┌──
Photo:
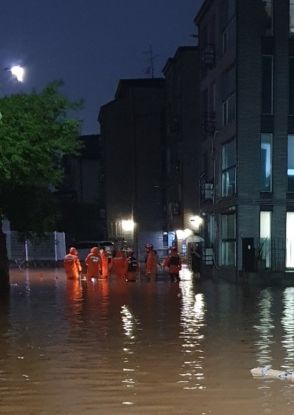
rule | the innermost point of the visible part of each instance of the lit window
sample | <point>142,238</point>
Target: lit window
<point>265,237</point>
<point>229,169</point>
<point>290,170</point>
<point>228,239</point>
<point>267,84</point>
<point>266,163</point>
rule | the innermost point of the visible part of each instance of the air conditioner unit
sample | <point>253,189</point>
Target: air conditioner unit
<point>208,191</point>
<point>208,55</point>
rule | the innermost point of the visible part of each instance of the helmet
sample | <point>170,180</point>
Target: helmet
<point>73,250</point>
<point>94,250</point>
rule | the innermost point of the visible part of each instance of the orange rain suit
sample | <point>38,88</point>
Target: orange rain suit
<point>104,263</point>
<point>72,264</point>
<point>93,263</point>
<point>151,263</point>
<point>119,264</point>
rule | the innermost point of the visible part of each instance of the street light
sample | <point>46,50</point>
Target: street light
<point>18,72</point>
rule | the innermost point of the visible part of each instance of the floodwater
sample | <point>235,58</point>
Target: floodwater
<point>110,347</point>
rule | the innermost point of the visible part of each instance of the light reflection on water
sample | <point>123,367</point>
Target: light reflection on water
<point>192,323</point>
<point>109,347</point>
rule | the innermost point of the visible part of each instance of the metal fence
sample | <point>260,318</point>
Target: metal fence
<point>50,248</point>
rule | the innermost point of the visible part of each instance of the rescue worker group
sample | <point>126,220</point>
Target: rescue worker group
<point>98,264</point>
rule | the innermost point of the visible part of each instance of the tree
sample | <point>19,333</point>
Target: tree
<point>35,135</point>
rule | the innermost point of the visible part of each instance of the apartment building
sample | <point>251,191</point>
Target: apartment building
<point>133,140</point>
<point>247,109</point>
<point>183,141</point>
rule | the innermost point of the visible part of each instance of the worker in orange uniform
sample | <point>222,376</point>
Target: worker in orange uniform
<point>150,261</point>
<point>132,266</point>
<point>93,263</point>
<point>104,270</point>
<point>173,265</point>
<point>119,264</point>
<point>72,264</point>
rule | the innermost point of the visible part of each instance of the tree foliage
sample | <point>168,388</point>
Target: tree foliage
<point>35,135</point>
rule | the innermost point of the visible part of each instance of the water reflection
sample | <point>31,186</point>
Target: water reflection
<point>287,322</point>
<point>265,328</point>
<point>129,323</point>
<point>192,324</point>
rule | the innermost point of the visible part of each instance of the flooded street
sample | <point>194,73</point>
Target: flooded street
<point>110,347</point>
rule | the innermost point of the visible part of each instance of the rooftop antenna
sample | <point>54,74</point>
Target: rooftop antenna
<point>151,58</point>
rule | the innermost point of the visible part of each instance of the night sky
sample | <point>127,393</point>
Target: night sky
<point>90,44</point>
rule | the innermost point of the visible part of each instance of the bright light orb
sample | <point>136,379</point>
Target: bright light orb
<point>18,72</point>
<point>127,225</point>
<point>196,221</point>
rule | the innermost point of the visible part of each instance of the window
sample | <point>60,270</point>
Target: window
<point>268,16</point>
<point>229,36</point>
<point>229,110</point>
<point>267,84</point>
<point>290,171</point>
<point>291,85</point>
<point>228,239</point>
<point>265,237</point>
<point>290,240</point>
<point>291,18</point>
<point>229,169</point>
<point>266,163</point>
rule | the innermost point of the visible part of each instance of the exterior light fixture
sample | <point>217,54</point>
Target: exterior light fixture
<point>18,72</point>
<point>127,225</point>
<point>183,234</point>
<point>196,221</point>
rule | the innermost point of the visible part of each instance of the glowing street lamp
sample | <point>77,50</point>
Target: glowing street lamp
<point>18,72</point>
<point>127,225</point>
<point>196,222</point>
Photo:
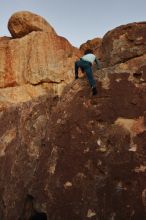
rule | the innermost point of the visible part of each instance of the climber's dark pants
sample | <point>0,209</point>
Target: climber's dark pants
<point>87,68</point>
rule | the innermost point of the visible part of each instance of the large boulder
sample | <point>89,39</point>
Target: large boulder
<point>24,22</point>
<point>124,42</point>
<point>82,159</point>
<point>39,57</point>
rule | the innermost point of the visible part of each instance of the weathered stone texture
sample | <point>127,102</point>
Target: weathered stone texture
<point>24,22</point>
<point>124,42</point>
<point>76,157</point>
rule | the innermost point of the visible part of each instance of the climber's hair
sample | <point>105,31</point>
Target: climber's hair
<point>88,51</point>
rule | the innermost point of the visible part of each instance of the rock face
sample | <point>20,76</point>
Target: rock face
<point>95,45</point>
<point>37,58</point>
<point>124,42</point>
<point>74,157</point>
<point>24,22</point>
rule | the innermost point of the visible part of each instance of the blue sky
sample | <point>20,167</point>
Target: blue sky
<point>77,20</point>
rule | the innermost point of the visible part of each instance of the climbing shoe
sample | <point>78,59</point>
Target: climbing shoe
<point>94,91</point>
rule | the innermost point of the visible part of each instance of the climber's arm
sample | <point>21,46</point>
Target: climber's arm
<point>97,63</point>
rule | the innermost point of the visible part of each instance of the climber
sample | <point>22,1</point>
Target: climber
<point>85,64</point>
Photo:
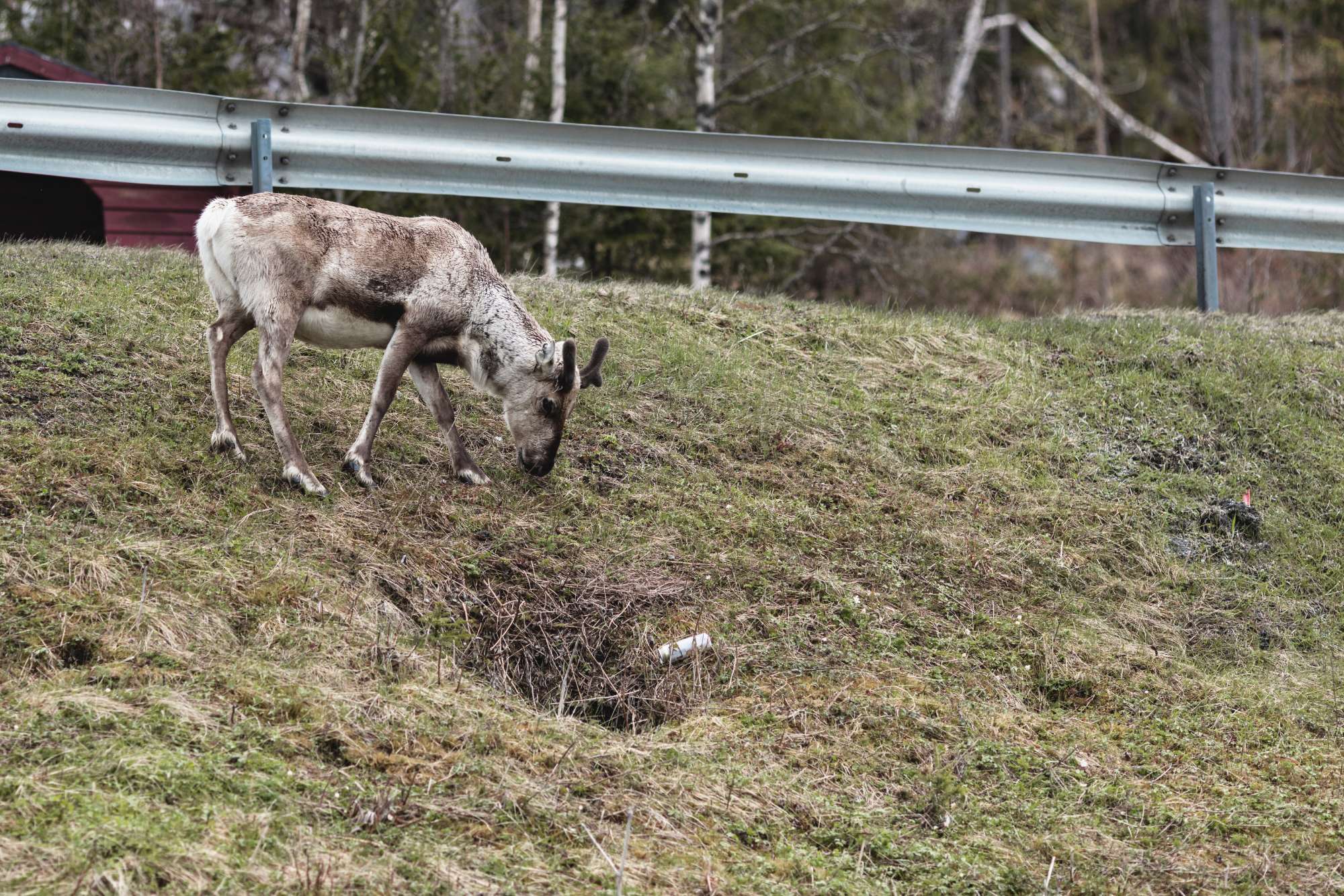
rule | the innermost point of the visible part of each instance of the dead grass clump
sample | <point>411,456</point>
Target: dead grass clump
<point>580,647</point>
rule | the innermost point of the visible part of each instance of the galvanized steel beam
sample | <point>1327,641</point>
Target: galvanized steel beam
<point>163,138</point>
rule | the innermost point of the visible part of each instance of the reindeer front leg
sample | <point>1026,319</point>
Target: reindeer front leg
<point>425,374</point>
<point>404,346</point>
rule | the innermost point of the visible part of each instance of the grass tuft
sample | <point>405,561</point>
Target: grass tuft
<point>974,621</point>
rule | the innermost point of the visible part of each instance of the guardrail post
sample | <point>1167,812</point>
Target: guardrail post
<point>1206,248</point>
<point>261,156</point>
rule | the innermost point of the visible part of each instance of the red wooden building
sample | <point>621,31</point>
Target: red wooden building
<point>97,212</point>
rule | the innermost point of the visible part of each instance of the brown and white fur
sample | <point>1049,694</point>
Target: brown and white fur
<point>421,288</point>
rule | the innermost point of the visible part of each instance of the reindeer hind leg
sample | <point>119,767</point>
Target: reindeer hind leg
<point>233,323</point>
<point>276,338</point>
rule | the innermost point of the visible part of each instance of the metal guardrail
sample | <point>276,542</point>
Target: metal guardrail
<point>166,138</point>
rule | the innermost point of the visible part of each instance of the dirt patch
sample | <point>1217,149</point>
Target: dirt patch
<point>580,645</point>
<point>1234,519</point>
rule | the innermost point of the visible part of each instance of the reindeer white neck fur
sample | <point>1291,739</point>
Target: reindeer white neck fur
<point>421,288</point>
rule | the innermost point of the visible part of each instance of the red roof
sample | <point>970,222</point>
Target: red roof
<point>132,214</point>
<point>44,66</point>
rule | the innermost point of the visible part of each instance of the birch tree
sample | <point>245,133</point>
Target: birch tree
<point>1099,72</point>
<point>299,50</point>
<point>1005,80</point>
<point>1221,81</point>
<point>533,61</point>
<point>552,237</point>
<point>706,41</point>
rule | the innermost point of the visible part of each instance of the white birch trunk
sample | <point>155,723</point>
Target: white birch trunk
<point>1005,81</point>
<point>705,101</point>
<point>533,61</point>
<point>971,38</point>
<point>1099,73</point>
<point>1127,123</point>
<point>1221,80</point>
<point>357,71</point>
<point>299,50</point>
<point>552,237</point>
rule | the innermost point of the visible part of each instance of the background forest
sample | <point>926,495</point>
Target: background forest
<point>1248,84</point>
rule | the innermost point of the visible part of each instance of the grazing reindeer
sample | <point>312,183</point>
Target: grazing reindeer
<point>423,288</point>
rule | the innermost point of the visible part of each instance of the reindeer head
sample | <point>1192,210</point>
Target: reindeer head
<point>538,402</point>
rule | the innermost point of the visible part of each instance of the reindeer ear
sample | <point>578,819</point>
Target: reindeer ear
<point>569,369</point>
<point>592,373</point>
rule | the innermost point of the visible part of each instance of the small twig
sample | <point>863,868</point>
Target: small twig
<point>564,757</point>
<point>565,684</point>
<point>611,864</point>
<point>626,852</point>
<point>144,590</point>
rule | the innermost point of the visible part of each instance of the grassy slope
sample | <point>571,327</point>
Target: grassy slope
<point>937,553</point>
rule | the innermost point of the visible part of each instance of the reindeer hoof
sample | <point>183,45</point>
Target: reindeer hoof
<point>308,484</point>
<point>472,476</point>
<point>222,443</point>
<point>360,469</point>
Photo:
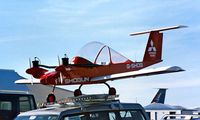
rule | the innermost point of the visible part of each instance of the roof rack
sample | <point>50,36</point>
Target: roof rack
<point>14,92</point>
<point>82,100</point>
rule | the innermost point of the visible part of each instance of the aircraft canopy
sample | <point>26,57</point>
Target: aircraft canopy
<point>99,53</point>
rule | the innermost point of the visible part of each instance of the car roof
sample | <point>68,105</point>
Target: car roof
<point>75,109</point>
└──
→ **Problem to work on**
Write the lines out again exactly, from the one containing "the car roof" through the last line of the records, and include no other lines.

→ **The answer**
rule | the innermost point of the visible part of each instance of the car roof
sample | <point>68,105</point>
Target: car roof
<point>75,109</point>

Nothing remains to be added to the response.